Given task →
Pick up the text below on Mitopia's renderer-to-Mitopia data path and the DataModels layer, and write on from its last sentence.

UI_CommandReply(kInt32Type,&m,”fInt32 = $GetValue(%ld,%ld,0)”,contP->altWndRef,kNoRawMapping);

In particular, note the middle example involving the use of a C code loop within Mitopia® to build up an entire interpreted program consisting of many statements which together define the entire content of a list control.  This ability to send long sequences of GUI commands as a single block is critical to performance, particularly when the GUI renderer is actually operating remotely.  Of course the programmer could have accomplished the same thing with just a single ‘link’ command specifying a list held within Mitopia’s ontology.

The Data Model Interface

Unlike the Mitopia-to-renderer (M2R) path, the renderer-to-Mitopia (R2M) communications path is not passed through an interpreter in order to create the necessary abstract interface.  This is because during the process of data discovery by the GUI renderer, it may need to make hundreds or thousands of calls very rapidly in order to explore and display all nodes of a large linked collection for example.  In general it is the case that a vastly larger number of ‘inquiries’ pass from the GUI renderer through Mitopia’s data model abstraction to the underlying data, than do ‘inquiries’ or ‘commands’ passing from Mitopia® to the renderer.  This means that the timing overhead of an interpreted connection can less easily be tolerated in the R2M path.  For this reason Mitopia® provides a very high performance abstract interface to data held in the flat memory-model through the ‘DataModels’ package and API.  Note that the flat memory model abstraction includes all Mitopia® structures, not just those described by the Carmot ontology.  For example, data held in Mitopia’s ‘string list’ abstraction can also be discovered and displayed by renderers using the DataModels layer.  In this regard, the DataModels layer is a high-level generalized abstraction for discovering data types and content on the fly.

Data shown →
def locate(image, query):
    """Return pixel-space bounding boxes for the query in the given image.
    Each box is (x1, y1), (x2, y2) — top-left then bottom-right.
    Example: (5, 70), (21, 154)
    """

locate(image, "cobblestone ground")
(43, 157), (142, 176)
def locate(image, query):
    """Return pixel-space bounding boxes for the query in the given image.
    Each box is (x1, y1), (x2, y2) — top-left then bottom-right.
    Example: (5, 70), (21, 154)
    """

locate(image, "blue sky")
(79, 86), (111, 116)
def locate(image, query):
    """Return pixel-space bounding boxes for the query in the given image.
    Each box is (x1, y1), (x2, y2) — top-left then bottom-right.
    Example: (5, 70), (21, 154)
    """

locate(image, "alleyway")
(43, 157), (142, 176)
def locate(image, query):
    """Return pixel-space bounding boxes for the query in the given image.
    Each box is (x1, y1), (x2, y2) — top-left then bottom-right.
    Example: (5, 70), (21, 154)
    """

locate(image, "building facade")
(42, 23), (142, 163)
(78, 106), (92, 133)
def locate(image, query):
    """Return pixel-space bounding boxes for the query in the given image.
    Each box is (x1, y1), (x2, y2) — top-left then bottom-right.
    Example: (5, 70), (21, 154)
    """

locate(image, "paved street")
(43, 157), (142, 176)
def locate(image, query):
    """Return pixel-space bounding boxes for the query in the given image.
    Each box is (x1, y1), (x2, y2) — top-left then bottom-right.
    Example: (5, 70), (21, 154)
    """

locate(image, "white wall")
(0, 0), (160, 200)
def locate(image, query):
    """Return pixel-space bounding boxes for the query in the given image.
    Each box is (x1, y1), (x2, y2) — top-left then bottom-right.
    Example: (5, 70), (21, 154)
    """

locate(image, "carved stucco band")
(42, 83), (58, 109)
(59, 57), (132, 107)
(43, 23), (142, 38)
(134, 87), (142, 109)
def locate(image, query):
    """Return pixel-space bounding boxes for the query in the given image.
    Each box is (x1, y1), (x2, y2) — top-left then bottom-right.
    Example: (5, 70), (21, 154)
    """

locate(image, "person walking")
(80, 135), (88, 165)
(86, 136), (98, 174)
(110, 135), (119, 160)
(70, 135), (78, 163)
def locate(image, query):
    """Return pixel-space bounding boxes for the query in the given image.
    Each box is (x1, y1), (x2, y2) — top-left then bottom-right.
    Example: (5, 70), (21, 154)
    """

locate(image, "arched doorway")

Solved exercise →
One of the forms of data that can be discovered through the DataModels layer is data described by Mitopia’s type manager and held in collections.  One part of the discoverable data described by the type manager is that associated with the Carmot ontology for the system (i.e., I.DEF and others).  From the perspective of the GUI renderer doing the data discovery, the interface to all data accessible through the DataModels layer is identical and it cannot tell directly which lower-level abstraction is actually describing the data.  This extra level of abstraction allows the GUI renderer to be easily connected to a much wider range of data residing within Mitopia® although the bulk of all data accessed and displayed through the DataModels layer is ontological data.

The DataModels package provides a series of API functions starting with “DM_r” which can be called by the GUI renderer to implement every possible data discovery operation that might be required by a GUI renderer.  This includes all operations for exploring hierarchical collections, for discovering types and type fields, for discovering field content, layout restrictions, selections and all other things the renderer might need to know to display and interact with the underlying data.  Many other specialized API functions are provided by the DataModels abstraction to assist in renderer operations.  Since most GUI renderers tend to be implemented in OOP languages, often C++, it is probable that to connect the renderer to Mitopia®, the renderer methods must be sub-classed within an adapter layer which in turn uses the DataModels abstraction to make the connection thereby avoiding the need to fully understand the lower level Mitopia® API layers.

Mitopia® in turn expects the renderer to provide certain ‘behaviors’ in support of the data model abstraction and these are registered by the adapter layer using the Mitopia® API functions RP_DefineDMRendererPlugin(), RP_DefineCMRendererPlugin(), and RP_DefineWMRendererPlugin().  The complete set of defined plugin points (in either direction) can be found in the ‘RendererPlugin.h‘ header file.  Using the definitions in this file it is possible to create and register new renderers with the Mitopia® architecture so that those renderers are able to discover, access, and display data held within Mitopia®.  The full details of how to do this are beyond the scope of this post and are covered by other Mitopia® documentation.  A correctly implemented renderer using this abstraction can allow the user to discover, scroll, and navigate Mitopia® data collections containing millions of nodes in real time.

While the details of the data model interface are beyond the scope of this post, it is important to understand that it is only by the correct connection of a renderer to the DataModels layer, that all of the UI behaviors and auto-generation capabilities described in earlier posts are possible.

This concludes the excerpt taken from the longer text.